▶ Problem:
Keep the pictures out. Restate the entries below word for word.

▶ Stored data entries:
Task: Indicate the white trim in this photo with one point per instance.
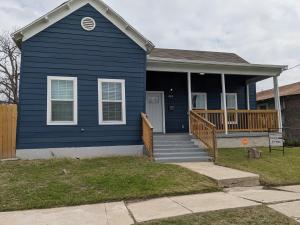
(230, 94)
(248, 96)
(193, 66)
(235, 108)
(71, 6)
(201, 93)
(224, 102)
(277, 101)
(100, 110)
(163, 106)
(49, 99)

▶ Answer space:
Task: Indicate the white trim in this photo with one point per instance.
(230, 94)
(248, 96)
(193, 66)
(235, 108)
(71, 6)
(201, 93)
(224, 102)
(277, 101)
(100, 110)
(163, 106)
(49, 99)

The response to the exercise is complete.